**EXERCISE DIRECTIONS:** Go through the entries below and pull out each line that contains the word "blue". Copy those lines unchanged.

** Begin SUPPLIED MATERIAL **

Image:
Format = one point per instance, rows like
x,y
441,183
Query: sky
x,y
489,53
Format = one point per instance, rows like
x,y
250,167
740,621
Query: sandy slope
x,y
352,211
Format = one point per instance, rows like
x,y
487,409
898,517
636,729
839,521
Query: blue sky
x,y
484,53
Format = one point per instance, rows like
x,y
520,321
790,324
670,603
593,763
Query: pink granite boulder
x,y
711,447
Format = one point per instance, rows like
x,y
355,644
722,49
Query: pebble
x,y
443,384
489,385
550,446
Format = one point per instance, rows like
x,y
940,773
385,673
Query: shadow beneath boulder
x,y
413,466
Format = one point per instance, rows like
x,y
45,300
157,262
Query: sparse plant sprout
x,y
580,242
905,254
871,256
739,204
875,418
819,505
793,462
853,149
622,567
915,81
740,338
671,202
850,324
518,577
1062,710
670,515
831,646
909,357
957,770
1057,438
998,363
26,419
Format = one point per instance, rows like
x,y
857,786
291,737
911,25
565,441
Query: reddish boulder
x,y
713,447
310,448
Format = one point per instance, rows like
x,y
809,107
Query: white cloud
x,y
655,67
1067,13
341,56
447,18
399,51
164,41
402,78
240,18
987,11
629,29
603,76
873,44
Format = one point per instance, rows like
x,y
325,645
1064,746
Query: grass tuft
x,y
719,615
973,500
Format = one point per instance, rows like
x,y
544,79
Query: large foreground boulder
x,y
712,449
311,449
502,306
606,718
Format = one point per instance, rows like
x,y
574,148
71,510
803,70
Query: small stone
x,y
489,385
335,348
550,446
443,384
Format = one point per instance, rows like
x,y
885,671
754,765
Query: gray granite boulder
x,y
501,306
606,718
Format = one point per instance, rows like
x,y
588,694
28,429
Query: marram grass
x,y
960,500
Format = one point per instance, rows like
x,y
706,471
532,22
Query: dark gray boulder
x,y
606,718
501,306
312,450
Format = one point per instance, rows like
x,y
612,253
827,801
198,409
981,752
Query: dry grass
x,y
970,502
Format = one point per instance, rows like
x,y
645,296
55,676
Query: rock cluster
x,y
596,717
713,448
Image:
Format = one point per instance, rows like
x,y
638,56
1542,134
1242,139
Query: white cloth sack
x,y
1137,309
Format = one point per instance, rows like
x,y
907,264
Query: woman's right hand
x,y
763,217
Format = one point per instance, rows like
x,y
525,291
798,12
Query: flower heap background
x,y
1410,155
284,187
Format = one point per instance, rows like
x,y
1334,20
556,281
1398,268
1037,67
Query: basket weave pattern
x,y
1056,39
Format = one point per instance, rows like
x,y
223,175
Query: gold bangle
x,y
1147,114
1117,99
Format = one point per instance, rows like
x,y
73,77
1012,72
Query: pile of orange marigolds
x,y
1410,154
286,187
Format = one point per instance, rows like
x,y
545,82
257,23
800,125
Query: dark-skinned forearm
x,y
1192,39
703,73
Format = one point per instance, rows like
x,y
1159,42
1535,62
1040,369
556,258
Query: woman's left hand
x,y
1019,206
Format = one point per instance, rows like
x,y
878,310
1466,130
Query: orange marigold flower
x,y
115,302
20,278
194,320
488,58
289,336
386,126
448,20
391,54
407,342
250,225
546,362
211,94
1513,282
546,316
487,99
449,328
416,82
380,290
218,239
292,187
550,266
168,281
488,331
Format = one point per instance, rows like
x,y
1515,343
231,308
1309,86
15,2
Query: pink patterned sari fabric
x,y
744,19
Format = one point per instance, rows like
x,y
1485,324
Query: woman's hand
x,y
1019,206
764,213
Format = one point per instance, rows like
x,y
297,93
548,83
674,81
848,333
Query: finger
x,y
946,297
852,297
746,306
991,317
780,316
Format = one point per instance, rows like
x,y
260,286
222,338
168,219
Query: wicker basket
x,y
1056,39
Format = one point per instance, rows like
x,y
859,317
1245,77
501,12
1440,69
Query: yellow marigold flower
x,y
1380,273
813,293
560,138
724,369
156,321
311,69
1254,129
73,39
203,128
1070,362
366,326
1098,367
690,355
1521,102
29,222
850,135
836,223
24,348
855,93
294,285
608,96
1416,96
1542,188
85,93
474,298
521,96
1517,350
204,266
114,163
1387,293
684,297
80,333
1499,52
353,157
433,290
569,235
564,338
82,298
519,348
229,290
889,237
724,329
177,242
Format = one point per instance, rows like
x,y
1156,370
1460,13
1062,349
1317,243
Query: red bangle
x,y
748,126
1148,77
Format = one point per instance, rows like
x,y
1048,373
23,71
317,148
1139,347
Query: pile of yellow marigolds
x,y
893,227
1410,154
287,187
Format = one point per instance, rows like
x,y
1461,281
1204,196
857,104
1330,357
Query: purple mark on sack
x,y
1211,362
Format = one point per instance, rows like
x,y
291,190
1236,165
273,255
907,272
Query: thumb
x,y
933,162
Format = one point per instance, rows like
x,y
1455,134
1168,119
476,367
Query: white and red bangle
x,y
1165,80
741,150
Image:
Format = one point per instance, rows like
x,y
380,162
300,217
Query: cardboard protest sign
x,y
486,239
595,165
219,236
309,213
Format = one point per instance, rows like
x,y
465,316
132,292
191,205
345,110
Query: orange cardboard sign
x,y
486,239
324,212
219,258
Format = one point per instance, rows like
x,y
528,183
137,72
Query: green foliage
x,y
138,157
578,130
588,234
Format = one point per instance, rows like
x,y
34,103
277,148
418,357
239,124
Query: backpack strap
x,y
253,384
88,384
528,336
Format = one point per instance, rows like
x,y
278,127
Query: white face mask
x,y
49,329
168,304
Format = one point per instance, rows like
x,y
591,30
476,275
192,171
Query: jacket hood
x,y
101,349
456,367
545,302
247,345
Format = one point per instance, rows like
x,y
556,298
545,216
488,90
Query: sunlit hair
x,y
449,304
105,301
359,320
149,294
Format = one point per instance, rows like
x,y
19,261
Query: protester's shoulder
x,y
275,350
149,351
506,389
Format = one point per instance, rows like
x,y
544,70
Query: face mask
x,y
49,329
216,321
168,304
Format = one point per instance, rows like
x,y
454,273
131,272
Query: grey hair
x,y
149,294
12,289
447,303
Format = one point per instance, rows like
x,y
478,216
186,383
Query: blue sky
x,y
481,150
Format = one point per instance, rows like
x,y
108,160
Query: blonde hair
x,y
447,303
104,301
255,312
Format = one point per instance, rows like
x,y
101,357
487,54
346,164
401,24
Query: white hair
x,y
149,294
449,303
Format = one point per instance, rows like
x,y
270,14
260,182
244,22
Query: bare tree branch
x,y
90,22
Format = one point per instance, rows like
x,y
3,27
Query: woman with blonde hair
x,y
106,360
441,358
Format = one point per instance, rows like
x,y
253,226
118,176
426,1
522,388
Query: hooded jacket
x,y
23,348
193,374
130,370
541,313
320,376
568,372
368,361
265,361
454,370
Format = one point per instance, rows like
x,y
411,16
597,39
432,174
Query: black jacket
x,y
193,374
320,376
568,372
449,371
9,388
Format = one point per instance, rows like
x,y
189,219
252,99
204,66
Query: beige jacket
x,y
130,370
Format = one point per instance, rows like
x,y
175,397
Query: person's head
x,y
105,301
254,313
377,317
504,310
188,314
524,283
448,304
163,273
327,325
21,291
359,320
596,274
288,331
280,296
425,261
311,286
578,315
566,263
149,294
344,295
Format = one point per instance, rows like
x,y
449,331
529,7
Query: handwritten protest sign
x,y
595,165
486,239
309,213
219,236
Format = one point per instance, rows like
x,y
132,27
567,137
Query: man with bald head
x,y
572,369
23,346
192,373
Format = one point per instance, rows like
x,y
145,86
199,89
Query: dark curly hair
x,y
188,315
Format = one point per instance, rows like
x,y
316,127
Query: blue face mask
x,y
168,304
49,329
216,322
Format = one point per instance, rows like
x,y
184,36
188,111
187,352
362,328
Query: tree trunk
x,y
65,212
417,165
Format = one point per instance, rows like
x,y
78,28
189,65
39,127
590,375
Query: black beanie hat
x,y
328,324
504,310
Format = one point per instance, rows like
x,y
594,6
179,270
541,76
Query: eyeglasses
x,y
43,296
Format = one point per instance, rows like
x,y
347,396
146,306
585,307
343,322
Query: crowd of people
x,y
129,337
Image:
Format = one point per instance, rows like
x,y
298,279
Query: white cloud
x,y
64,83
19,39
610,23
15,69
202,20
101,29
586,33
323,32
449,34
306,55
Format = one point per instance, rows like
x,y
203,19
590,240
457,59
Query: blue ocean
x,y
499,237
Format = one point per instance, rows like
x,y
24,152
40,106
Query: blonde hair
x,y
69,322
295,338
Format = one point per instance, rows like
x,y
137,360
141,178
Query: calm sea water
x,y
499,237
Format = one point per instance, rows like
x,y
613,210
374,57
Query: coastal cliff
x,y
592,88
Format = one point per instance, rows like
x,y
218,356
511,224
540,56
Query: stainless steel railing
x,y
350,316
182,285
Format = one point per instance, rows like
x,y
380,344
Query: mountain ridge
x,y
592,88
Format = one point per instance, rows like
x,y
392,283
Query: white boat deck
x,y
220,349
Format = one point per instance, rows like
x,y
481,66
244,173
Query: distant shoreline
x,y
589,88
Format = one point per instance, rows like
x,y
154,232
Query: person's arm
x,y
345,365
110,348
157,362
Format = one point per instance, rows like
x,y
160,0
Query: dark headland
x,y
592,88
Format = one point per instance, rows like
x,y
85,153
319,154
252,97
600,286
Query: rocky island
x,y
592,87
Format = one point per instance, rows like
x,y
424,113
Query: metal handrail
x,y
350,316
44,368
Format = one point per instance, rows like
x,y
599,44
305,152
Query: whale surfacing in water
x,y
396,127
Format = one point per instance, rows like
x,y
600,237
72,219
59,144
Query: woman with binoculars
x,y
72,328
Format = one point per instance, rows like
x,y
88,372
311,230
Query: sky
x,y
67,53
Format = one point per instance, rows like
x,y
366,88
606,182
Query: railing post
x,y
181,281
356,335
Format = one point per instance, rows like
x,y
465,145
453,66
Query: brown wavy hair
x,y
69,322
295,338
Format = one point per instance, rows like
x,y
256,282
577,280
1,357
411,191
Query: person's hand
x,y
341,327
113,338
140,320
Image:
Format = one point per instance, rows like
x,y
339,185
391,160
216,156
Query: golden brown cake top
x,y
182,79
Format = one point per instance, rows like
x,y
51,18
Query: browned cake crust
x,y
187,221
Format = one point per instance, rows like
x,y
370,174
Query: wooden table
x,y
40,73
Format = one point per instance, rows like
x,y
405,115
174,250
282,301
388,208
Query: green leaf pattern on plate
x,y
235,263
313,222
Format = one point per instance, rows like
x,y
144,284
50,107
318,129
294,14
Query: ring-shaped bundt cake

** End SUPPLIED MATERIAL **

**TASK SOLUTION:**
Query: blue sky
Query: blue sky
Query: blue face mask
Query: blue ocean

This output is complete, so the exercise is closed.